#### [Exercise aim]
Rewrite the records below, replacing every "photo" with "image" and changing nothing else. Leave the pictures out of your answer.

::::

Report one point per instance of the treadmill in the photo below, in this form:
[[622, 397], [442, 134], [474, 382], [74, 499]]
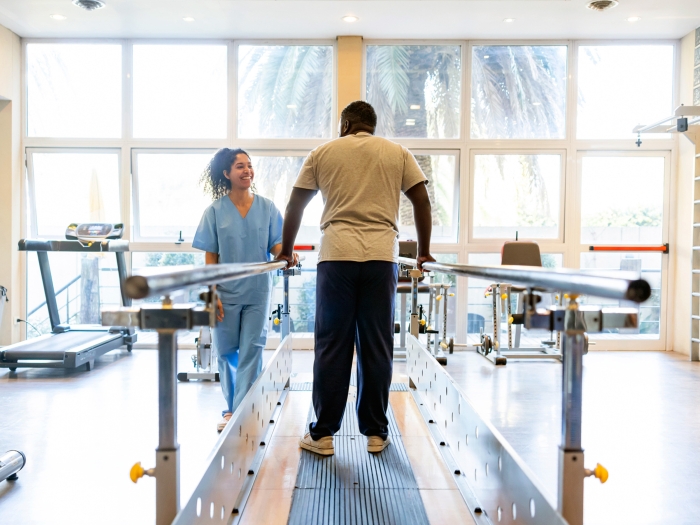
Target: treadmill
[[71, 346]]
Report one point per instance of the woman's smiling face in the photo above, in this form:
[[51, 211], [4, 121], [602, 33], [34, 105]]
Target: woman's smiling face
[[241, 173]]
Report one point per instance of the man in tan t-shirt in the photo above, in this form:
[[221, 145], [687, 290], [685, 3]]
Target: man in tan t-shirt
[[361, 178]]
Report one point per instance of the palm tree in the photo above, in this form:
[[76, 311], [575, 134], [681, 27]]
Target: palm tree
[[285, 91]]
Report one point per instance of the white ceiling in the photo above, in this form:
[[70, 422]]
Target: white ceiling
[[406, 19]]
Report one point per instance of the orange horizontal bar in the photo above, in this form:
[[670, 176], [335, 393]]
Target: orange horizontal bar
[[608, 248]]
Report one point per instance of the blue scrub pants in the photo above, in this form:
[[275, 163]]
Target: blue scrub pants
[[239, 341], [354, 310]]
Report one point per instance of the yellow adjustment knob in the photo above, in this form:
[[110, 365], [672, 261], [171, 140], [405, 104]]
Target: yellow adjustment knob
[[136, 472], [601, 473]]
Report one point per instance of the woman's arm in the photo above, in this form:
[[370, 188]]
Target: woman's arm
[[213, 258]]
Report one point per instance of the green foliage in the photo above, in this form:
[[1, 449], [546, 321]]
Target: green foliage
[[628, 217]]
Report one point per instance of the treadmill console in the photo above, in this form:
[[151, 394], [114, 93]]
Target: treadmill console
[[94, 231]]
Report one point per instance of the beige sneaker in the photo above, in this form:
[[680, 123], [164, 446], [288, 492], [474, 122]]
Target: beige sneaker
[[322, 447], [222, 424], [377, 444]]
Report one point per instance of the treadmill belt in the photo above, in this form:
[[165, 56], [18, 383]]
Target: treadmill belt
[[55, 346], [354, 487]]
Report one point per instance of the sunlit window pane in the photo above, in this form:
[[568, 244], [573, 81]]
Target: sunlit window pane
[[415, 90], [274, 179], [74, 90], [170, 197], [630, 210], [518, 92], [180, 91], [285, 91], [441, 171], [74, 187], [517, 193], [620, 86], [646, 266]]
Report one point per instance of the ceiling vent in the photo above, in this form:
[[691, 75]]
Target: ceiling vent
[[89, 5], [599, 5]]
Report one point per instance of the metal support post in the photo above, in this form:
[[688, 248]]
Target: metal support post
[[414, 274], [571, 458], [284, 329], [168, 453]]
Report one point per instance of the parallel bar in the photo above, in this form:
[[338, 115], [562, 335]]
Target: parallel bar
[[140, 286], [571, 281]]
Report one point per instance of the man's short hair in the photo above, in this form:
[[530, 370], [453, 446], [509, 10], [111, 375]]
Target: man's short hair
[[360, 112]]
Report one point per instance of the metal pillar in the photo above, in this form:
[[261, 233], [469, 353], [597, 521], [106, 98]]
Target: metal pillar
[[168, 453], [571, 459]]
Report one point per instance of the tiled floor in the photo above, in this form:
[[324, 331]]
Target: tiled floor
[[82, 431]]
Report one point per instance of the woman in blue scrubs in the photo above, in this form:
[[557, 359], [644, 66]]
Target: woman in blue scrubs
[[239, 227]]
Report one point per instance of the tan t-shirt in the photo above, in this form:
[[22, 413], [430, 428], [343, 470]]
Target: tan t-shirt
[[361, 178]]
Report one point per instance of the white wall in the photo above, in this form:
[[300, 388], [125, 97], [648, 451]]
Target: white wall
[[682, 215], [10, 182]]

::::

#### [Exercise answer]
Report one point per instance of the treadmill in the image below, in this form:
[[622, 397], [442, 134], [474, 382], [74, 499]]
Target: treadmill
[[71, 346]]
Report one point per instance of the woman's smiling face in the image above, in this form:
[[51, 211], [4, 121], [602, 33], [34, 105]]
Target: woman's smiling face
[[241, 173]]
Report one point per instance of the man in tan t-shirt in the image above, in this form:
[[221, 145], [687, 290], [685, 3]]
Target: man in tan t-shirt
[[361, 178]]
Report one point per instance of the palm tree in the image above, in this form:
[[76, 311], [575, 134], [681, 27]]
Target: palm tree
[[285, 91]]
Report one point per instance of the white ceiling in the image above, in this form:
[[70, 422]]
Target: white ceiling
[[406, 19]]
Report one point per instance of the orange horizontal bar in the image above, in this form:
[[670, 176], [335, 393]]
Target: orange horizontal bar
[[608, 248]]
Report one point per instance of the blue scrub pants in the image above, in this form:
[[275, 163]]
Target: blue scrub pants
[[239, 341], [354, 310]]
Report one point per instance of the yellow adjustment knob in the image above, in this form:
[[110, 365], [672, 261], [171, 140], [405, 104]]
Target: yellow adjustment knob
[[136, 472], [601, 473]]
Report one point per instance of the woman's arm in the image above, in this form:
[[370, 188]]
Target: woman's arm
[[213, 258]]
Report one point per instance of the green foliage in the image above, in this form:
[[1, 449], [546, 321]]
Target: green foliage
[[628, 217]]
Report one point per instance of the treadmill console in the image above, in this form:
[[151, 394], [114, 93]]
Target: treadmill console
[[94, 231]]
Report one point per instance of the beige sneaker in the image above, in this form:
[[680, 123], [164, 446], [288, 492], [474, 122]]
Target: beige sneaker
[[322, 447], [222, 424], [377, 444]]
Report one point per instance of the treadmill belt in the image above, in this form:
[[165, 56], [18, 383]]
Target: treadmill belt
[[55, 346], [354, 487]]
Report one point per instance of the sunlit window pane in the image above, in this form:
[[568, 244], [573, 81]]
Target: sunlit window pane
[[415, 90], [274, 179], [74, 90], [170, 197], [630, 210], [518, 92], [180, 91], [285, 91], [441, 171], [74, 187], [517, 193], [620, 86], [646, 266]]
Report one point per instance of the ceiling vent in the image above, in this form:
[[691, 75]]
Target: ceiling vent
[[89, 5], [599, 5]]
Report one point per instance of the metal support post in the image above, in this form:
[[688, 248]]
Target: metal support post
[[414, 274], [571, 458], [284, 329], [168, 453]]
Report one point per instance of the parallel bar in the image above, in this form:
[[338, 115], [562, 335]]
Target: parallel bar
[[140, 286], [571, 281]]
Report one point per instance of the man's short hair in the image above, in this form:
[[530, 370], [453, 446], [509, 10], [111, 375]]
Target: man's short hair
[[360, 112]]
Report one point per instance of the metal pillar in the image above, in this form:
[[261, 233], [469, 353], [597, 521], [106, 98]]
Target: metal pillar
[[168, 453], [571, 459]]
Report one point per instance of the tiled floor in the image above, in this form:
[[324, 331]]
Target: tiled floor
[[82, 431]]
Report one point per instance of the woman in blue scrubs in the image above, in this form:
[[557, 359], [644, 66]]
Target: woman in blue scrubs
[[239, 227]]
Report one point per instance of the tan t-shirt in the image above, in this form:
[[22, 413], [430, 428], [343, 470]]
Target: tan t-shirt
[[361, 178]]
Report one point per instance of the white wall in the image above, in this form:
[[300, 388], [125, 97], [648, 451]]
Target: white wall
[[682, 215], [10, 182]]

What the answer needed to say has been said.